**TASK INSTRUCTIONS:**
(1) Translate into Spanish the following sentence from the catamaran forum thread: "It would have been great for 6, and probably overkill for 4."
(2) Reproduce verbatim the stretch of the listing from the line containing "Provide the segmentation of every instance of the door" through the end of the listing, omitting the pictures.

# Minimum Size Cat for 4 people, 6 People?



## montenido (May 14, 2008)

Hi all, I am set on the BVIs for June 2010. Now I just need to narrow down the boat choice. If I only have my family of 4, (two 15-year-olds), what is the minimum size Cat that I should consider? If my friends decide to join us, that would make 6-7 guests, same question.

The difference in prices is fairly small, so is bigger always better? I know you are all getting tired of my posts, so I will try to keep them to a minimum 

Thanks, Bill


----------



## RealityCheck (Jun 2, 2007)

For 6-7 people your best bet is Biggger 45+. You will probably not be going into more than one marina during your BVI trip other than the one you start and leave from. Most of the time you will be on a mooring or anchor so the size will not be a major problem or cost factor as most mooring are $25 to $35 per night in BVI and if you go over to USVI the National Parks moorings are $15 per night.

The family with two 15 year olds you may get by with something smaller or chartering a REAL Boat rather than a Cat


----------



## Volkhard (Feb 19, 2006)

Doing the BVI with a cat is a great experience! Even if you go "just" with four, in mho.the cat gives you plenty advantages.

I chartered a Lagoon 38, owners version 2 years ago (BareCat) with 4 people and we had a blast. on some occasions I was able to singlehand the boat while the crew did some "beach time" and with everyone on board we had lots of room to be together or apart, as needed. I am sure your teenager will love to be on the "fore deck" of your cat and everyone will appreciate the easy on and off to hop into the dinghy or to go snorkeling.

In my opinion a cat is a much as REAL boat as a mono hull, just different! While a Lagoon 38 would be smallish as a live aboard for four (especially galley wise) it would be an ideal platform for a family of four for a week of charter in the BVI. I wouldn't go (much) bigger and I would take just my family for some quality time. Perhaps the friends can charter their own boat and you do a flotilla?

However you decide you will enjoy the BVI and bring back plenty good memories (and pictures).

Have fun and let us know how everything works out.


----------



## bacampbe (Mar 17, 2009)

We had a Moorings 4000 (really a Leopard 40) for 8 people in the BVI last February. It was a _little_ tight for 8, but doable. It would have been great for 6, and probably overkill for 4. Our biggest problem was having too many people for one dinghy load. The large cockpit and saloon on the same level was really nice.

Stored records
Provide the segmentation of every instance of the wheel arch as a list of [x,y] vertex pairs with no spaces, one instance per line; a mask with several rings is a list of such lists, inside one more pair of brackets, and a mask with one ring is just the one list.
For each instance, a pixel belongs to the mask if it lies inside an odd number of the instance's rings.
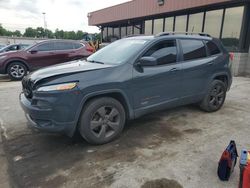
[[93,100],[95,98],[100,98],[100,97],[115,98],[123,105],[123,107],[125,109],[125,113],[126,113],[126,119],[133,119],[134,118],[134,111],[129,103],[129,99],[122,90],[114,89],[114,90],[105,90],[105,91],[98,91],[98,92],[90,93],[82,99],[82,101],[79,105],[79,109],[76,113],[76,118],[75,118],[76,124],[75,124],[74,129],[70,133],[70,136],[73,136],[74,133],[77,131],[80,116],[81,116],[81,113],[82,113],[86,103],[89,102],[90,100]]
[[125,113],[126,113],[126,118],[132,119],[133,118],[133,110],[131,108],[131,105],[129,103],[129,99],[127,95],[120,89],[112,89],[112,90],[106,90],[106,91],[98,91],[94,93],[90,93],[86,95],[80,105],[80,110],[78,112],[78,120],[80,117],[80,113],[82,112],[85,104],[89,102],[90,100],[93,100],[95,98],[100,98],[100,97],[111,97],[116,100],[118,100],[124,107]]

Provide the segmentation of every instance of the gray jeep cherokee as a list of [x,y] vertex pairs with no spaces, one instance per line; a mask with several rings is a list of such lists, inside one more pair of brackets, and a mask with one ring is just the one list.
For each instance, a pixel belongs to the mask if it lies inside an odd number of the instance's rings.
[[197,103],[219,110],[232,83],[230,55],[204,34],[118,40],[87,58],[26,76],[20,103],[32,127],[92,144],[115,139],[126,120]]

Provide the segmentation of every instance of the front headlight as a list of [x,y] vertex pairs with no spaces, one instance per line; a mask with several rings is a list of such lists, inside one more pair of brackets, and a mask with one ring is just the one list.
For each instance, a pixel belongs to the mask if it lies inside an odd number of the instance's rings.
[[0,56],[0,59],[4,59],[6,57],[7,57],[7,55],[3,55],[3,56]]
[[76,87],[76,83],[65,83],[65,84],[57,84],[50,86],[43,86],[37,89],[37,91],[65,91],[71,90]]

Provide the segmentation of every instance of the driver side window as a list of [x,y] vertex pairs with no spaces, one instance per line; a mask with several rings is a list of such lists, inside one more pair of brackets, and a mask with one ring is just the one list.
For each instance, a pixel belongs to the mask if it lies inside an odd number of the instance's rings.
[[159,42],[151,47],[143,57],[154,57],[157,59],[157,65],[175,63],[177,61],[177,48],[175,40],[166,40]]
[[37,51],[39,52],[46,52],[46,51],[53,51],[54,50],[54,43],[44,43],[39,46],[37,46]]

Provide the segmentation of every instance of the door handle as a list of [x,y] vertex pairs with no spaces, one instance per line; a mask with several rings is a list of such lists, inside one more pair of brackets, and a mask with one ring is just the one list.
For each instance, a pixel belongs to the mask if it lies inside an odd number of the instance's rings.
[[214,64],[214,62],[213,61],[210,61],[209,63],[208,63],[208,66],[211,66],[211,65],[213,65]]
[[177,71],[179,71],[178,68],[172,68],[172,69],[170,70],[170,72],[177,72]]

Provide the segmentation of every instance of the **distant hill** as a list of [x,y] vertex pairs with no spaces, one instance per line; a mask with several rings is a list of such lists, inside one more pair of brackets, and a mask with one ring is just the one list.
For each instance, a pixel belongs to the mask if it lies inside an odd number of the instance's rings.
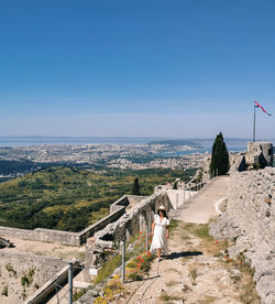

**OUTPUTS FOR THE TASKS:**
(1) Habría sido estupendo para 6, y probablemente excesivo para 4.

(2)
Provide the segmentation of every instance of the door handle as a list of [x,y] vertex pairs with no spaces, one instance per line; a mask with several rings is a list of such lists, inside one more pair of brackets, and a mask with one ring is just the one list.
For each instance, a pixel belongs to the mask if it lies inside an odd number of the instance's rings.
[[214,64],[214,62],[213,61],[210,61],[209,63],[208,63],[208,66],[211,66],[211,65],[213,65]]
[[177,71],[179,71],[178,68],[172,68],[172,69],[170,70],[170,72],[177,72]]

Provide the segmentation of every instance of the **distant hill** as a list of [x,y] vertex pairs with no spaces, one instance per line; a mask with several rings is a list of such lists, inside one more pair of brackets, and a mask with one ring is just the one list.
For each instance, a pixel belongs to the mask if it lies inside an odd number of the instance's rings.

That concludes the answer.